__GESTELLTE AUFGABE 1__.
Schreiben Sie bitte aus dem Urteilsauszug den Abschnitt ab, der mit den Worten „Der angefochtene Bescheid“ einsetzt und mit „Abs. 2 SGG.“ schließt.
__GESTELLTE AUFGABE 2__.
Für welchen streitigen Zeitraum bejaht das Gericht im Urteilsauszug einen Anspruch des Klägers auf privilegierte Leistungen?

__SEITENAUSZUG__.

-.-.-

Die Klage hat Erfolg. Die statthafte und auch im Übrigen zulässige – insbesondere fristgerecht erhobene – kombinierte Anfechtungs- und Leistungsklage gem. § 54 Abs. 1 Satz 1 Var. 1, Abs. 4 Sozialgerichtsgesetz (SGG) ist begründet.

Der angefochtene Bescheid vom 30.12.2020 in Gestalt des Widerspruchsbescheides vom 04.05.2021 ist rechtswidrig und verletzt den Kläger in seinen Rechten, § 54 Abs. 2 SGG.

Der Kläger hat zur Überzeugung des Gerichts für den streitigen Zeitraum vom 01.02.2021-31.07.2021 einen Anspruch auf privilegierte Leistungen gemäß § 2 Abs. 1 AsylbLG i.V.m. SGB XII analog unter Anrechnung bereits erbrachter Leistungen nach dem AsylbLG.

1.

-.-.-

Sammlungseinträge

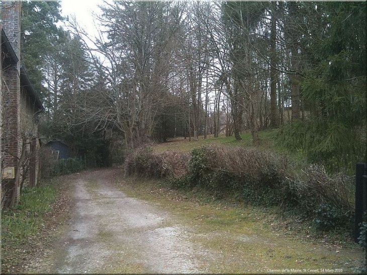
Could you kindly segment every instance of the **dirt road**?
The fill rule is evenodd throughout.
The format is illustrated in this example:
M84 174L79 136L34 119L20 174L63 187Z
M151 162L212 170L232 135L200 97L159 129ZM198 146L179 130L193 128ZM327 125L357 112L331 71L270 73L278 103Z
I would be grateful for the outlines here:
M358 249L301 243L266 227L256 228L255 217L241 220L243 213L228 210L237 216L235 223L227 224L224 218L219 219L224 212L217 208L129 197L113 184L117 173L116 169L89 171L74 177L69 222L49 258L33 271L269 273L304 268L320 273L328 268L345 272L355 271L363 258ZM194 210L195 218L190 218Z

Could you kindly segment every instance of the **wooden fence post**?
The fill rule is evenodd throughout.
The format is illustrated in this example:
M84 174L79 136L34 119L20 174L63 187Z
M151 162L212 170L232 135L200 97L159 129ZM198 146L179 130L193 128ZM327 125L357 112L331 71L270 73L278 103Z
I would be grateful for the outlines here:
M355 216L354 219L354 240L358 242L359 227L363 221L363 214L367 206L367 187L365 186L366 165L364 162L357 163L355 168Z

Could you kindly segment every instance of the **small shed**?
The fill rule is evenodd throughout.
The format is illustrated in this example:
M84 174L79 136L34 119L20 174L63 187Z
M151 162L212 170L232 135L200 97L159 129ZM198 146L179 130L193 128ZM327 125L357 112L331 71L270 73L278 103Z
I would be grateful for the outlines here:
M51 149L52 155L54 155L56 159L66 159L73 157L71 148L59 140L49 141L45 146Z

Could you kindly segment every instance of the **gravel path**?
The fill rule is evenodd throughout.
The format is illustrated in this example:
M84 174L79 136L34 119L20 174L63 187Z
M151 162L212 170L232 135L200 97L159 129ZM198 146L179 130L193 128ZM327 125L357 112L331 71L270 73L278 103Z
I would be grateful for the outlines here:
M185 240L186 229L172 226L168 213L128 198L111 185L107 179L113 172L94 171L77 180L69 226L53 248L52 263L39 271L205 272L198 267L203 263L193 255L201 258L208 251Z
M140 190L134 189L138 184L128 184L121 173L105 169L70 177L74 187L68 222L47 258L29 270L316 273L323 268L351 273L360 266L359 248L285 237L250 212L130 197L116 182L127 192Z

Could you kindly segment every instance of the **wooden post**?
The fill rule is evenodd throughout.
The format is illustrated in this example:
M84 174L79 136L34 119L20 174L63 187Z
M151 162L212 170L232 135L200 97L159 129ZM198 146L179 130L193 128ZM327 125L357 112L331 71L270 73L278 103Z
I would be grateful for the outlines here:
M363 221L363 213L366 209L366 187L363 175L365 172L365 163L358 162L355 169L355 216L354 219L354 240L358 242L359 227ZM364 179L363 180L363 179ZM364 182L365 183L365 182Z

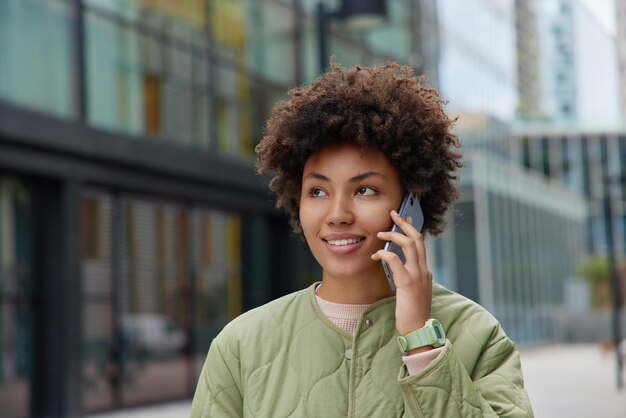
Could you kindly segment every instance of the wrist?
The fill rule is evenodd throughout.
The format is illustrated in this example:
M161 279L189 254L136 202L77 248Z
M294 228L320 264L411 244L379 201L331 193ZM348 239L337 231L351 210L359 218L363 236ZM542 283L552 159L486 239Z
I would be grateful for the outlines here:
M413 352L416 349L422 349L422 351L416 352L428 351L428 349L441 347L445 342L446 336L443 327L434 318L427 320L423 327L409 334L398 336L398 347L403 354Z

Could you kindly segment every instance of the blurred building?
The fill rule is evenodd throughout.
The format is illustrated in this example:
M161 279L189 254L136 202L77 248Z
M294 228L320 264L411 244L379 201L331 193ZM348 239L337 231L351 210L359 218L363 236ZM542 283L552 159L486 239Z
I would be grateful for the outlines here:
M319 71L318 3L0 1L3 416L190 397L230 318L319 278L253 163L272 105ZM584 208L498 162L517 155L502 141L517 108L515 4L465 3L388 0L383 26L329 18L326 37L340 64L408 63L451 101L468 155L482 154L462 173L459 232L429 240L435 276L540 341L520 315L549 329L545 304L571 266L536 253L580 251L540 229L578 237Z
M431 268L480 301L520 344L554 341L572 267L587 253L584 197L543 176L465 153L461 195Z
M582 193L524 169L510 138L516 121L543 117L550 101L575 110L574 78L557 80L550 95L543 80L548 70L571 66L569 52L557 48L571 33L551 33L548 56L540 49L541 24L561 19L555 24L571 31L571 16L550 16L544 2L523 0L438 4L439 87L458 117L466 167L454 227L430 242L430 265L446 286L493 312L518 343L554 340L564 289L587 253L587 204ZM561 111L552 113L565 119Z
M590 7L516 1L518 122L600 130L621 123L618 39Z
M253 164L318 72L317 3L0 2L3 417L190 397L230 318L319 278ZM370 33L331 19L330 50L423 70L420 4Z
M606 254L604 199L611 196L615 251L626 251L626 134L535 127L514 132L514 159L547 179L582 193L589 202L586 241L591 253Z
M626 118L626 0L615 0L617 30L617 58L619 60L620 105Z

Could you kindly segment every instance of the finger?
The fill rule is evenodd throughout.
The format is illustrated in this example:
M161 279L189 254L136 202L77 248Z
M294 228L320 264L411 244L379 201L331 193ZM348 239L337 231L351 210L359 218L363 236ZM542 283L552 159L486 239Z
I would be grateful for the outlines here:
M419 255L413 238L407 237L400 232L391 231L379 232L377 237L384 241L391 241L400 247L406 259L406 265L410 266L410 270L415 270L418 267Z
M404 282L405 277L408 275L404 264L402 264L402 260L396 253L385 250L378 250L374 254L372 254L372 260L384 261L389 268L391 269L391 273L393 274L394 282L396 285L399 282Z
M395 210L391 211L391 219L393 222L402 229L402 231L413 240L414 251L416 254L415 263L420 269L428 270L428 260L426 258L426 244L424 242L424 235L413 227L412 219L401 217ZM394 241L395 242L395 241ZM397 242L396 242L397 243ZM400 243L397 243L400 245ZM403 247L404 251L404 247ZM405 253L407 261L409 260L408 254Z

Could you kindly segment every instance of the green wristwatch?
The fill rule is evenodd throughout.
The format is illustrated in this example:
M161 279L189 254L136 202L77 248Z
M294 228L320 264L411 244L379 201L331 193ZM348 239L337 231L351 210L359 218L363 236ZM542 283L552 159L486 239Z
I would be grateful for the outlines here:
M443 327L439 321L433 318L426 321L426 324L417 331L398 337L398 347L402 353L427 345L432 345L435 348L441 347L445 343L446 334L443 332Z

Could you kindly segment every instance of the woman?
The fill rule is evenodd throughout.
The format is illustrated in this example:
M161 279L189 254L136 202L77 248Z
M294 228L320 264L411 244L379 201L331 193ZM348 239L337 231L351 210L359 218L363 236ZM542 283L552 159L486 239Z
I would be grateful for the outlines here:
M515 344L428 270L423 234L443 231L461 167L438 93L397 64L334 65L290 96L268 121L258 168L274 172L277 205L322 280L224 328L191 415L532 417ZM395 212L409 192L421 231Z

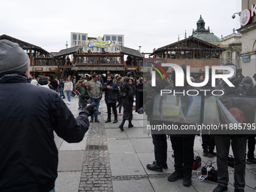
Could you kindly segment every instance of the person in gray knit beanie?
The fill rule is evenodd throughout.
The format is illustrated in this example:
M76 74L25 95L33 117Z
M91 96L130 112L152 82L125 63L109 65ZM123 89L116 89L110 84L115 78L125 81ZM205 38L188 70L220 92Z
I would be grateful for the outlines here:
M29 64L29 56L18 44L5 39L0 41L0 74L9 71L25 72Z

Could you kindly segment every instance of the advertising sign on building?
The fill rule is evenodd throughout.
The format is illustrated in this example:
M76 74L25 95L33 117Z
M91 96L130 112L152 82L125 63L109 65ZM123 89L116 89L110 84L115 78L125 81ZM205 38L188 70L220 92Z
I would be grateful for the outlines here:
M107 44L110 44L111 43L111 41L99 41L99 40L94 40L93 43L89 44L89 47L100 47L100 48L105 48Z
M242 26L248 25L251 17L256 14L256 5L251 5L251 9L244 9L241 12L240 23Z

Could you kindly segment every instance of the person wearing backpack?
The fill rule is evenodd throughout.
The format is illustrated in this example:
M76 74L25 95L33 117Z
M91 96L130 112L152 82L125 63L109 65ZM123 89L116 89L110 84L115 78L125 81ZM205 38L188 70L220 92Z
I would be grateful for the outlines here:
M234 75L229 78L229 81L235 87L229 87L226 82L221 82L215 90L221 90L224 95L237 96L239 81L236 77L236 66L233 63L227 63L224 66L231 67L234 69ZM224 72L225 73L225 72ZM248 78L245 78L247 80ZM245 81L244 81L245 82ZM217 92L215 94L218 94ZM227 98L227 102L223 102L224 105L227 108L232 98ZM232 104L232 103L231 103ZM229 106L228 108L233 107ZM229 109L229 108L228 108ZM239 108L237 108L239 110ZM240 111L240 110L239 110ZM242 111L241 111L242 112ZM239 122L240 123L240 122ZM248 122L247 122L248 123ZM227 190L229 181L229 173L227 169L227 159L231 145L233 156L235 158L234 169L234 187L235 191L244 191L245 186L245 151L247 136L245 135L215 135L215 144L217 150L217 166L218 166L218 186L213 190L213 192L221 192Z
M59 81L59 96L60 98L62 99L65 99L65 95L64 95L64 92L63 92L63 90L64 90L64 84L65 84L65 81L63 78L61 78Z

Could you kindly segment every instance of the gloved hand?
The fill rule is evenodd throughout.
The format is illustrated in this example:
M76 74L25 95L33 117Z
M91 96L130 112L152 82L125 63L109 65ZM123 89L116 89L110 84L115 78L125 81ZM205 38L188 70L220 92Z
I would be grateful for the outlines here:
M84 108L81 112L85 112L87 114L88 114L88 116L91 116L96 110L97 108L96 108L96 103L93 102Z

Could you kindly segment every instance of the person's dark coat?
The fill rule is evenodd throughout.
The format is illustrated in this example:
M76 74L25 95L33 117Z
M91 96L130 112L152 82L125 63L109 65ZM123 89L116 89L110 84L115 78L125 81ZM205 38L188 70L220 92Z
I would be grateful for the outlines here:
M133 90L131 85L127 82L123 83L121 87L121 93L126 93L126 96L122 97L122 103L123 107L123 116L124 120L132 120L133 118Z
M58 87L58 82L53 79L53 78L50 78L50 84L53 87L53 89L56 90Z
M38 80L38 84L39 85L48 85L50 89L54 90L54 87L51 84L48 84L48 79L47 78L40 78Z
M78 87L78 90L79 91L80 95L79 102L87 103L87 100L90 98L87 89L84 86L80 85Z
M82 141L87 114L75 119L56 92L18 72L0 75L0 191L50 191L58 166L53 131L69 143Z
M110 85L112 89L108 89L107 87ZM117 93L119 91L118 86L116 83L112 81L109 82L105 82L102 88L102 91L105 93L105 103L116 103L117 99Z

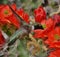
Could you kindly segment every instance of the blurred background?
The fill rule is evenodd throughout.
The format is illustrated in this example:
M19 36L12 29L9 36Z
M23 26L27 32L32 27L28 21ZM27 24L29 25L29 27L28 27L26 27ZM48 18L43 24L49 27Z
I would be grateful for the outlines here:
M17 8L23 8L29 15L33 14L33 10L42 5L45 7L47 14L57 11L60 0L9 0L11 3L16 3ZM1 3L8 3L8 0L0 0Z

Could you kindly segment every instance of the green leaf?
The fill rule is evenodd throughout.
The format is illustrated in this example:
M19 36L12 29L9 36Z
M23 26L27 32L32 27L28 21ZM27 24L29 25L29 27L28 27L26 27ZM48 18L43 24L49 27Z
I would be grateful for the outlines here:
M19 30L17 30L11 37L9 40L9 43L11 41L13 41L14 39L16 39L19 35L21 35L23 33L23 30L20 28Z
M26 49L26 47L23 44L24 41L19 41L19 45L17 47L18 51L19 51L19 57L29 57L29 53Z

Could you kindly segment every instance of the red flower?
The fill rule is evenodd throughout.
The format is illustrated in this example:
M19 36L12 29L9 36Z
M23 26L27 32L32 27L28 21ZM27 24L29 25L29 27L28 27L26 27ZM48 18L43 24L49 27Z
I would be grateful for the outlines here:
M60 50L55 50L49 54L48 57L60 57Z
M56 27L48 33L48 39L45 41L50 48L60 48L60 27Z
M46 35L44 35L43 30L42 29L36 29L33 30L33 37L34 38L44 38Z
M29 23L29 16L27 13L24 12L23 9L17 10L17 14L27 23Z
M8 17L12 14L8 5L4 5L4 7L0 10L0 15L3 17Z
M43 20L41 22L42 27L44 28L44 33L47 35L51 30L55 27L55 22L52 18L49 18L47 20Z
M15 25L17 28L20 28L20 22L18 21L18 19L12 14L9 17L7 17L7 19L13 24Z
M55 14L55 15L53 16L53 19L55 20L55 23L60 23L60 15Z
M46 13L42 6L34 10L34 15L35 15L35 21L38 23L46 19Z
M34 30L34 37L35 38L44 38L47 37L48 33L54 29L54 21L49 18L47 20L43 20L41 25L44 29L37 29Z
M2 36L1 31L0 31L0 47L2 47L4 44L5 44L5 39Z
M8 5L3 5L4 7L0 9L0 22L4 23L12 23L17 28L20 28L20 23L17 18L12 13L11 9ZM16 10L16 5L12 4L11 7Z

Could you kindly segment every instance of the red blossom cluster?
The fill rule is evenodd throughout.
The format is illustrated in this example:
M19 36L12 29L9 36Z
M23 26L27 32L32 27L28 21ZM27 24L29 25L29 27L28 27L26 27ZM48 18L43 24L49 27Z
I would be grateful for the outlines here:
M25 22L29 23L29 16L24 12L23 9L17 10L16 5L12 4L13 10L22 18ZM43 29L35 29L33 37L43 39L44 43L49 45L48 48L54 48L55 51L51 52L49 57L60 57L60 15L55 14L53 17L47 18L46 12L42 6L34 10L35 22L40 24ZM20 22L15 17L8 5L0 5L0 22L12 23L17 28L20 28ZM44 40L47 38L46 40ZM0 45L5 40L0 32Z
M34 38L43 39L48 48L54 48L55 51L49 54L49 57L60 57L60 15L55 14L53 17L46 18L43 7L34 11L35 21L42 25L44 29L35 29ZM57 25L58 24L58 25ZM44 40L47 38L46 40Z

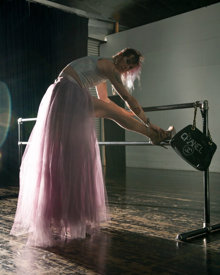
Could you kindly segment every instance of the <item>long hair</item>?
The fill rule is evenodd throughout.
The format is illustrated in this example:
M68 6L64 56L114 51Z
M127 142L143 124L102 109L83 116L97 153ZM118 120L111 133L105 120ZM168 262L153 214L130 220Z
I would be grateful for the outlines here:
M140 85L141 72L142 68L142 63L144 61L144 57L138 51L134 49L126 48L116 54L112 57L114 58L119 55L128 57L132 55L134 55L131 61L131 63L137 66L128 72L123 73L121 75L121 78L123 85L128 91L131 94L134 89L134 80L137 79L138 85Z

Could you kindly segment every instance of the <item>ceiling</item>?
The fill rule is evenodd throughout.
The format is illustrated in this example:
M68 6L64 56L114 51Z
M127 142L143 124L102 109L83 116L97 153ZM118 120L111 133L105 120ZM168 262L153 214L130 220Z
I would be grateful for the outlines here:
M35 0L32 0L35 1ZM52 2L73 8L76 13L87 16L98 22L101 29L103 22L108 24L105 35L115 32L117 21L119 31L139 27L166 18L220 2L220 0L35 0ZM90 22L93 29L97 28ZM106 26L104 28L106 28Z

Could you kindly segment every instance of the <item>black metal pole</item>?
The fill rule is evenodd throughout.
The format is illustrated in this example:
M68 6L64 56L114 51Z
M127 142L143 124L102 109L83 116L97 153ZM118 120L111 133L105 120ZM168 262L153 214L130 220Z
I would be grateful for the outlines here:
M208 109L203 111L203 134L208 136ZM211 230L210 224L209 208L209 181L208 168L204 172L204 227Z

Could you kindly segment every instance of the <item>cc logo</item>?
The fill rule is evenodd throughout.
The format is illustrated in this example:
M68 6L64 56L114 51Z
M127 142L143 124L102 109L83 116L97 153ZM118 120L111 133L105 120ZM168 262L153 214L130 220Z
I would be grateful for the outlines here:
M186 145L183 148L183 153L186 156L192 155L194 152L194 149L191 145Z

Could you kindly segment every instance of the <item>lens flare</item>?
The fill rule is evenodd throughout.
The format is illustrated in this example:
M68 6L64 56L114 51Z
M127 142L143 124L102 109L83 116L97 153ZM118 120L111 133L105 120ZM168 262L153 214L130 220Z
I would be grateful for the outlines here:
M0 148L7 137L11 123L11 102L9 89L0 81Z

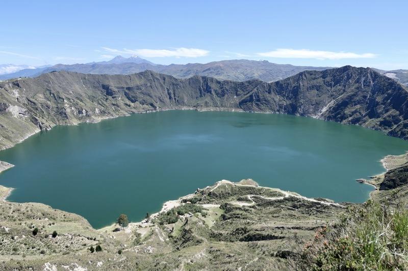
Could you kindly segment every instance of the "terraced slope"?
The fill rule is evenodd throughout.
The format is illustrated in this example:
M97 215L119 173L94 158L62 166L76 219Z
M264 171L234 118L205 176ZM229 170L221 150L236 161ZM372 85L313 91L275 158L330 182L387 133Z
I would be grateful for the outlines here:
M370 69L305 71L266 83L65 71L0 82L0 148L58 125L169 109L300 115L356 124L408 138L407 89Z

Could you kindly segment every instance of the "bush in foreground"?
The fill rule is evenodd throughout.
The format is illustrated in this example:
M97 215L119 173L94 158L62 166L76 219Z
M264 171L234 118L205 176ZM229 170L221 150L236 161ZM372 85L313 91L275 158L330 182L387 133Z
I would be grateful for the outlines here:
M305 248L300 268L408 269L408 211L371 200L348 210L335 227L316 233Z

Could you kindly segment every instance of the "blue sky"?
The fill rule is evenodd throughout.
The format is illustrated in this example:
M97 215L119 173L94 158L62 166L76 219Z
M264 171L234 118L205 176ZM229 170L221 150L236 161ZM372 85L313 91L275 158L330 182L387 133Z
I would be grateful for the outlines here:
M137 54L408 69L408 1L2 1L0 64Z

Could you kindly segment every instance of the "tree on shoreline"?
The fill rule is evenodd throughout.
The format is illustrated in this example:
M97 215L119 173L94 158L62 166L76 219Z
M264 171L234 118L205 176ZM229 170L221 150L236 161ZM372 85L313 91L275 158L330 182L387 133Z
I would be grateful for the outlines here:
M129 220L128 219L128 216L123 214L120 215L119 218L118 218L116 224L121 227L122 229L125 227L127 227L128 225L129 225Z

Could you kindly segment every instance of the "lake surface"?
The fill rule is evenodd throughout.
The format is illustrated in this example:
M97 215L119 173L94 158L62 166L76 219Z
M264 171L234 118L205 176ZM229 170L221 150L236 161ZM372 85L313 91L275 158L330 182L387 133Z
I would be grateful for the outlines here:
M35 135L0 152L15 165L0 184L16 189L11 201L75 213L97 228L122 213L141 220L222 179L362 202L372 188L355 180L406 150L408 142L380 132L312 118L169 111Z

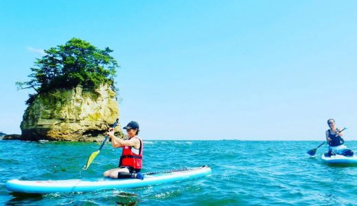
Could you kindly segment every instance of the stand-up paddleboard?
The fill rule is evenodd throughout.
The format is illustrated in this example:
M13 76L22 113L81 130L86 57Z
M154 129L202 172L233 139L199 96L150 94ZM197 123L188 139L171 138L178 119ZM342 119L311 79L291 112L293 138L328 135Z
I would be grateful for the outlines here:
M336 154L331 157L325 157L324 154L321 156L323 163L334 165L357 165L357 156L345 157Z
M111 179L102 178L91 181L70 179L60 181L10 180L5 186L16 192L49 194L56 192L91 192L98 190L139 187L203 177L211 173L209 166L182 168L143 173L143 180L137 179Z

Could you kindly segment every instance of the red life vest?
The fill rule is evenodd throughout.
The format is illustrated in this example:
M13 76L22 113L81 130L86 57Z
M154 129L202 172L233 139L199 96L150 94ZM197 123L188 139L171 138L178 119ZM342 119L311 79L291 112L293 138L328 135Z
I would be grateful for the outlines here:
M139 150L134 148L134 146L124 146L123 147L123 153L120 157L120 162L119 166L131 167L134 169L141 169L143 162L143 141L137 137L140 141L140 148ZM139 154L134 153L133 151L139 150Z

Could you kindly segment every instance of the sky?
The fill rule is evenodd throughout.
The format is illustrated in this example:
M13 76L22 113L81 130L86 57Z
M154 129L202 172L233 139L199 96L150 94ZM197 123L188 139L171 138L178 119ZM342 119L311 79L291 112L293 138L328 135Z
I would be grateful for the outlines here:
M356 1L0 1L0 131L30 67L76 37L120 65L119 122L143 139L357 140Z

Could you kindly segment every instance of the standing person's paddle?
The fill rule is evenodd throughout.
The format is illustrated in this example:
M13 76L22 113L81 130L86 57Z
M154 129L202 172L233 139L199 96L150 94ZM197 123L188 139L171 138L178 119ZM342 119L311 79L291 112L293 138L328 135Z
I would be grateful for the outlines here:
M117 119L117 121L115 121L115 122L114 122L114 124L113 124L112 128L115 128L115 126L118 124L118 121L119 121L119 119ZM86 165L84 167L84 170L87 170L87 169L88 169L88 168L89 168L89 165L92 163L93 160L94 159L94 158L95 158L95 157L97 157L97 155L98 155L99 152L100 152L100 150L102 150L102 148L104 146L104 144L105 144L105 142L106 141L106 140L108 139L108 137L109 137L108 135L106 135L104 141L103 141L103 143L102 143L102 145L99 148L99 150L97 151L95 151L95 152L93 152L91 154L91 156L89 156L89 158L88 159L88 161L87 161L87 164L86 164Z
M347 128L345 127L345 128L343 128L343 129L342 130L340 131L340 133L342 132L342 131L343 131L344 130L347 130ZM314 148L314 149L312 149L312 150L308 150L308 154L309 154L311 155L311 156L314 156L314 155L315 155L315 154L316 154L316 151L317 150L317 149L318 149L319 148L320 148L321 146L322 146L325 143L326 143L326 142L324 141L324 142L321 143L321 144L320 144L317 148Z

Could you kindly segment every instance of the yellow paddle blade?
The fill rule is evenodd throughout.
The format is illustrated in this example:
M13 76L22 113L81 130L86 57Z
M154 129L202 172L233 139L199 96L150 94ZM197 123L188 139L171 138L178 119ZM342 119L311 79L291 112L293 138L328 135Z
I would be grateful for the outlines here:
M100 150L97 150L96 152L94 152L92 153L92 154L91 154L91 156L89 156L89 158L88 159L88 161L87 161L87 165L85 166L85 170L87 170L87 169L88 169L88 168L89 168L89 165L92 163L92 161L94 159L94 158L95 158L95 157L97 157L97 155L98 155L99 152L100 152Z

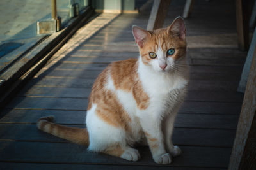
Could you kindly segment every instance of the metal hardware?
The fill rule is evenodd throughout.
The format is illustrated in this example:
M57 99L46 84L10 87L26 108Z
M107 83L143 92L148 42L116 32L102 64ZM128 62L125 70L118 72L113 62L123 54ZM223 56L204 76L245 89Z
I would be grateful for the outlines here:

-.-.-

__FERTIGE ANTWORT 1__.
Der angefochtene Bescheid vom 30.12.2020 in Gestalt des Widerspruchsbescheides vom 04.05.2021 ist rechtswidrig und verletzt den Kläger in seinen Rechten, § 54 Abs. 2 SGG.

__FERTIGE ANTWORT 2__.
Für den Zeitraum vom 01.02.2021 bis 31.07.2021.